▸ **The task**: Find every line below that contains the word "hanging" and copy each one out in full, treating uppercase and lowercase as different.

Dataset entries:
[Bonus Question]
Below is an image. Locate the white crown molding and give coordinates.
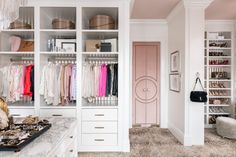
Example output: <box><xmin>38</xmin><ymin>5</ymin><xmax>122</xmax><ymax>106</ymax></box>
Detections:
<box><xmin>130</xmin><ymin>19</ymin><xmax>167</xmax><ymax>24</ymax></box>
<box><xmin>166</xmin><ymin>1</ymin><xmax>184</xmax><ymax>22</ymax></box>
<box><xmin>183</xmin><ymin>0</ymin><xmax>214</xmax><ymax>9</ymax></box>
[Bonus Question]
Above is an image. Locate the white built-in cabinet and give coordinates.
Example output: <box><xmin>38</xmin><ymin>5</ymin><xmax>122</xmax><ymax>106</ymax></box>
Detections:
<box><xmin>0</xmin><ymin>0</ymin><xmax>129</xmax><ymax>151</ymax></box>
<box><xmin>204</xmin><ymin>22</ymin><xmax>235</xmax><ymax>127</ymax></box>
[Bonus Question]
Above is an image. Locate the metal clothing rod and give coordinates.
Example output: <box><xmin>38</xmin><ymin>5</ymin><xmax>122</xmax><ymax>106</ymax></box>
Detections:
<box><xmin>10</xmin><ymin>58</ymin><xmax>34</xmax><ymax>62</ymax></box>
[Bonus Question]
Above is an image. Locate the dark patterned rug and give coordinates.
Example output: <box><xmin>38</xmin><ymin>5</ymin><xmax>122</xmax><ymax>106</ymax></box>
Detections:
<box><xmin>79</xmin><ymin>127</ymin><xmax>236</xmax><ymax>157</ymax></box>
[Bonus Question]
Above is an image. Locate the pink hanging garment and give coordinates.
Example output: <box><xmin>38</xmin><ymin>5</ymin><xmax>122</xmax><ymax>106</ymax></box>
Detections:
<box><xmin>9</xmin><ymin>36</ymin><xmax>21</xmax><ymax>52</ymax></box>
<box><xmin>98</xmin><ymin>64</ymin><xmax>107</xmax><ymax>97</ymax></box>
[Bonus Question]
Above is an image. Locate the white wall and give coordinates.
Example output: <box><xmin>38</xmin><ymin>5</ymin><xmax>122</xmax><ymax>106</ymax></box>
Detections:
<box><xmin>130</xmin><ymin>20</ymin><xmax>169</xmax><ymax>128</ymax></box>
<box><xmin>168</xmin><ymin>1</ymin><xmax>208</xmax><ymax>146</ymax></box>
<box><xmin>168</xmin><ymin>3</ymin><xmax>185</xmax><ymax>141</ymax></box>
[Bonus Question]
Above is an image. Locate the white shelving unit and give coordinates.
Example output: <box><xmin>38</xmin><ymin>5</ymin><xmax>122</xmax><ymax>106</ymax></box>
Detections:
<box><xmin>0</xmin><ymin>0</ymin><xmax>129</xmax><ymax>152</ymax></box>
<box><xmin>204</xmin><ymin>30</ymin><xmax>234</xmax><ymax>127</ymax></box>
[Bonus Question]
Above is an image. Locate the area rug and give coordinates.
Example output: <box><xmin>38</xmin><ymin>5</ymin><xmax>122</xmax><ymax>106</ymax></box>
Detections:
<box><xmin>79</xmin><ymin>127</ymin><xmax>236</xmax><ymax>157</ymax></box>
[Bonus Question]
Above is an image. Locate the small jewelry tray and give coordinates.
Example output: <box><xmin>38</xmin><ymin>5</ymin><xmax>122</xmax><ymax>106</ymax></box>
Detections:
<box><xmin>0</xmin><ymin>121</ymin><xmax>52</xmax><ymax>152</ymax></box>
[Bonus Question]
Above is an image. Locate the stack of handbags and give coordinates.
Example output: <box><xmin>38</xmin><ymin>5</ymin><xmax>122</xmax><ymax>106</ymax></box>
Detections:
<box><xmin>89</xmin><ymin>15</ymin><xmax>115</xmax><ymax>29</ymax></box>
<box><xmin>9</xmin><ymin>36</ymin><xmax>34</xmax><ymax>52</ymax></box>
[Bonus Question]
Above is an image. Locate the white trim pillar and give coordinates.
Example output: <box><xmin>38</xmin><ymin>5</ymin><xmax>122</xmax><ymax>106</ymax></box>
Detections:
<box><xmin>183</xmin><ymin>0</ymin><xmax>212</xmax><ymax>146</ymax></box>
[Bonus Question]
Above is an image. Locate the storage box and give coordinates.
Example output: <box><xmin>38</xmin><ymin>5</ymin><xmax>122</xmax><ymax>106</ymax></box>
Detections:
<box><xmin>101</xmin><ymin>43</ymin><xmax>111</xmax><ymax>52</ymax></box>
<box><xmin>89</xmin><ymin>15</ymin><xmax>115</xmax><ymax>29</ymax></box>
<box><xmin>85</xmin><ymin>40</ymin><xmax>101</xmax><ymax>52</ymax></box>
<box><xmin>102</xmin><ymin>38</ymin><xmax>118</xmax><ymax>52</ymax></box>
<box><xmin>18</xmin><ymin>40</ymin><xmax>34</xmax><ymax>52</ymax></box>
<box><xmin>9</xmin><ymin>20</ymin><xmax>32</xmax><ymax>29</ymax></box>
<box><xmin>52</xmin><ymin>19</ymin><xmax>75</xmax><ymax>29</ymax></box>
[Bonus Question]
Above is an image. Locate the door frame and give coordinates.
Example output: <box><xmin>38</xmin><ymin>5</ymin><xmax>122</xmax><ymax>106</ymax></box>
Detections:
<box><xmin>130</xmin><ymin>41</ymin><xmax>161</xmax><ymax>126</ymax></box>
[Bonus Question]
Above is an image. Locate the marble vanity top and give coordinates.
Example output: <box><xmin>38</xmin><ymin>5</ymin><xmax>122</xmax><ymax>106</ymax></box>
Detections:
<box><xmin>0</xmin><ymin>118</ymin><xmax>76</xmax><ymax>157</ymax></box>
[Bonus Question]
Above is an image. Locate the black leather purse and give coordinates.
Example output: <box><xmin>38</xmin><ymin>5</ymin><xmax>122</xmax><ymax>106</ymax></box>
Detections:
<box><xmin>190</xmin><ymin>77</ymin><xmax>207</xmax><ymax>103</ymax></box>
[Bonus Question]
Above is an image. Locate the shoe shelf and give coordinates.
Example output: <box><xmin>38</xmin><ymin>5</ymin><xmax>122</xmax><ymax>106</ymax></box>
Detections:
<box><xmin>204</xmin><ymin>31</ymin><xmax>234</xmax><ymax>127</ymax></box>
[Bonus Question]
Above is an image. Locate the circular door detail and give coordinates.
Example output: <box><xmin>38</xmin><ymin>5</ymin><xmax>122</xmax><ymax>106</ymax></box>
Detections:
<box><xmin>135</xmin><ymin>78</ymin><xmax>157</xmax><ymax>101</ymax></box>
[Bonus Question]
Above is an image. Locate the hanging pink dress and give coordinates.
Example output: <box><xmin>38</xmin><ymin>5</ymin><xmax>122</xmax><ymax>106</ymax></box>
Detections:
<box><xmin>98</xmin><ymin>64</ymin><xmax>107</xmax><ymax>97</ymax></box>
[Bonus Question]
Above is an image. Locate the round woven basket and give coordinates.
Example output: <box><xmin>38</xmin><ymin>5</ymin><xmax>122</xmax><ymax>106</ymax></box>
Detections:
<box><xmin>0</xmin><ymin>97</ymin><xmax>9</xmax><ymax>116</ymax></box>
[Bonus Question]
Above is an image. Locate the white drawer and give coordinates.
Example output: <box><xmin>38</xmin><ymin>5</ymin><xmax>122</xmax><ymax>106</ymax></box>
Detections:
<box><xmin>40</xmin><ymin>108</ymin><xmax>76</xmax><ymax>117</ymax></box>
<box><xmin>65</xmin><ymin>142</ymin><xmax>78</xmax><ymax>157</ymax></box>
<box><xmin>82</xmin><ymin>134</ymin><xmax>117</xmax><ymax>146</ymax></box>
<box><xmin>82</xmin><ymin>109</ymin><xmax>117</xmax><ymax>121</ymax></box>
<box><xmin>82</xmin><ymin>122</ymin><xmax>117</xmax><ymax>133</ymax></box>
<box><xmin>9</xmin><ymin>108</ymin><xmax>35</xmax><ymax>117</ymax></box>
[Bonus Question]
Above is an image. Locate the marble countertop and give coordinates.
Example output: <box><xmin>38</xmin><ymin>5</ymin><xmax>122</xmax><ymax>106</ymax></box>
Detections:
<box><xmin>0</xmin><ymin>118</ymin><xmax>76</xmax><ymax>157</ymax></box>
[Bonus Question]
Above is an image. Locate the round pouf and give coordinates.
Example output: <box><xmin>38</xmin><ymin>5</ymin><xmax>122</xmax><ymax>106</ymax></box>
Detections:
<box><xmin>216</xmin><ymin>117</ymin><xmax>236</xmax><ymax>139</ymax></box>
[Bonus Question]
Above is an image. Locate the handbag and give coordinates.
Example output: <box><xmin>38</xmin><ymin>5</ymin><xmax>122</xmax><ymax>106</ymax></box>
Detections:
<box><xmin>190</xmin><ymin>77</ymin><xmax>207</xmax><ymax>102</ymax></box>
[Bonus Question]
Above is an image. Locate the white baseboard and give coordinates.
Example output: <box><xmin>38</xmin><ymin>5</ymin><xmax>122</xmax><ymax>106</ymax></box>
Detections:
<box><xmin>168</xmin><ymin>124</ymin><xmax>192</xmax><ymax>146</ymax></box>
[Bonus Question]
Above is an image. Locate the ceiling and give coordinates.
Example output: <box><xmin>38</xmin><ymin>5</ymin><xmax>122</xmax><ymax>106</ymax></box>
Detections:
<box><xmin>131</xmin><ymin>0</ymin><xmax>236</xmax><ymax>20</ymax></box>
<box><xmin>131</xmin><ymin>0</ymin><xmax>180</xmax><ymax>19</ymax></box>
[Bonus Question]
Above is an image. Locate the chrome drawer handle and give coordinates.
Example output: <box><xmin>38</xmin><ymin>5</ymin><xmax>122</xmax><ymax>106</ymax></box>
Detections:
<box><xmin>52</xmin><ymin>114</ymin><xmax>62</xmax><ymax>117</ymax></box>
<box><xmin>94</xmin><ymin>127</ymin><xmax>104</xmax><ymax>129</ymax></box>
<box><xmin>95</xmin><ymin>114</ymin><xmax>104</xmax><ymax>117</ymax></box>
<box><xmin>94</xmin><ymin>139</ymin><xmax>105</xmax><ymax>142</ymax></box>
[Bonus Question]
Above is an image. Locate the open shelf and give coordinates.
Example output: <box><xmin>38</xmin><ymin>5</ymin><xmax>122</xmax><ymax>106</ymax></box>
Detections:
<box><xmin>40</xmin><ymin>7</ymin><xmax>76</xmax><ymax>29</ymax></box>
<box><xmin>82</xmin><ymin>7</ymin><xmax>119</xmax><ymax>29</ymax></box>
<box><xmin>204</xmin><ymin>31</ymin><xmax>234</xmax><ymax>128</ymax></box>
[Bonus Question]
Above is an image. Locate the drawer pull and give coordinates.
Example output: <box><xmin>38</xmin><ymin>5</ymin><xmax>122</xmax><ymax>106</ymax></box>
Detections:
<box><xmin>11</xmin><ymin>114</ymin><xmax>21</xmax><ymax>117</ymax></box>
<box><xmin>94</xmin><ymin>139</ymin><xmax>104</xmax><ymax>142</ymax></box>
<box><xmin>95</xmin><ymin>114</ymin><xmax>104</xmax><ymax>117</ymax></box>
<box><xmin>94</xmin><ymin>127</ymin><xmax>104</xmax><ymax>129</ymax></box>
<box><xmin>52</xmin><ymin>114</ymin><xmax>62</xmax><ymax>117</ymax></box>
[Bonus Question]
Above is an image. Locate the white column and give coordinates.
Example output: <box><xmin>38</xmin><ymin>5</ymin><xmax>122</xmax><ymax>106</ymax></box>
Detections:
<box><xmin>184</xmin><ymin>0</ymin><xmax>211</xmax><ymax>146</ymax></box>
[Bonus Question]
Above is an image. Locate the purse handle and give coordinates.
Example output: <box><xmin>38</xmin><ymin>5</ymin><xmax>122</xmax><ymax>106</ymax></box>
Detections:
<box><xmin>193</xmin><ymin>77</ymin><xmax>205</xmax><ymax>91</ymax></box>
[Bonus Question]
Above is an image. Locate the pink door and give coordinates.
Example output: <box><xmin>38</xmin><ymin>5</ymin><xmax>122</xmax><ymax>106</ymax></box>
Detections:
<box><xmin>133</xmin><ymin>42</ymin><xmax>160</xmax><ymax>124</ymax></box>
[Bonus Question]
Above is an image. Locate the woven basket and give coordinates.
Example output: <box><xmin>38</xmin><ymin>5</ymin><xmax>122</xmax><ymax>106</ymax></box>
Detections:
<box><xmin>18</xmin><ymin>40</ymin><xmax>34</xmax><ymax>52</ymax></box>
<box><xmin>89</xmin><ymin>15</ymin><xmax>115</xmax><ymax>29</ymax></box>
<box><xmin>0</xmin><ymin>97</ymin><xmax>9</xmax><ymax>116</ymax></box>
<box><xmin>52</xmin><ymin>19</ymin><xmax>75</xmax><ymax>29</ymax></box>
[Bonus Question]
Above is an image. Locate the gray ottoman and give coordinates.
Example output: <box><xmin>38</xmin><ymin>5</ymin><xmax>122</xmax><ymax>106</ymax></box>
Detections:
<box><xmin>216</xmin><ymin>117</ymin><xmax>236</xmax><ymax>139</ymax></box>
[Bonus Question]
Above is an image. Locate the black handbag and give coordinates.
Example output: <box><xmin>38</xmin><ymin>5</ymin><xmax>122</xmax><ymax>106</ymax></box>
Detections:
<box><xmin>190</xmin><ymin>77</ymin><xmax>207</xmax><ymax>102</ymax></box>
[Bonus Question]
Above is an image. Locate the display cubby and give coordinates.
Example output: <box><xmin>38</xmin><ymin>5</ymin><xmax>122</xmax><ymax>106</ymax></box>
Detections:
<box><xmin>204</xmin><ymin>31</ymin><xmax>233</xmax><ymax>127</ymax></box>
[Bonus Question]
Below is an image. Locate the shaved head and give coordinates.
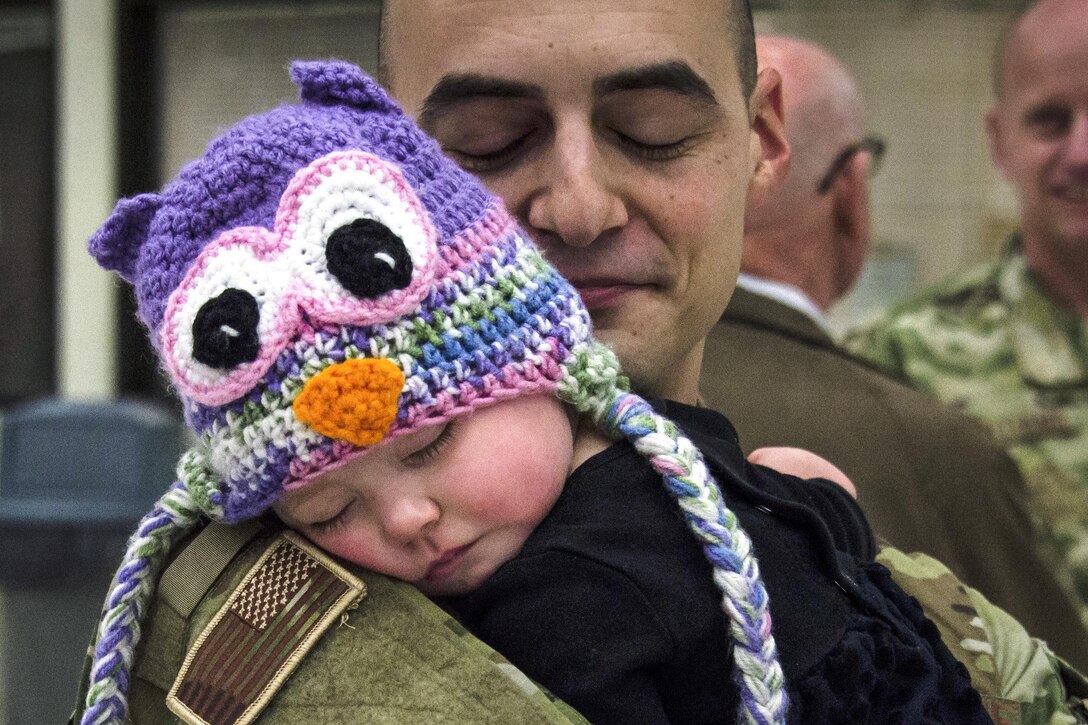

▸ **Worked solution**:
Above is an image. Locate the pink hanging garment and give coordinates.
Above is an image. Locate the hanging pink dress and give coordinates.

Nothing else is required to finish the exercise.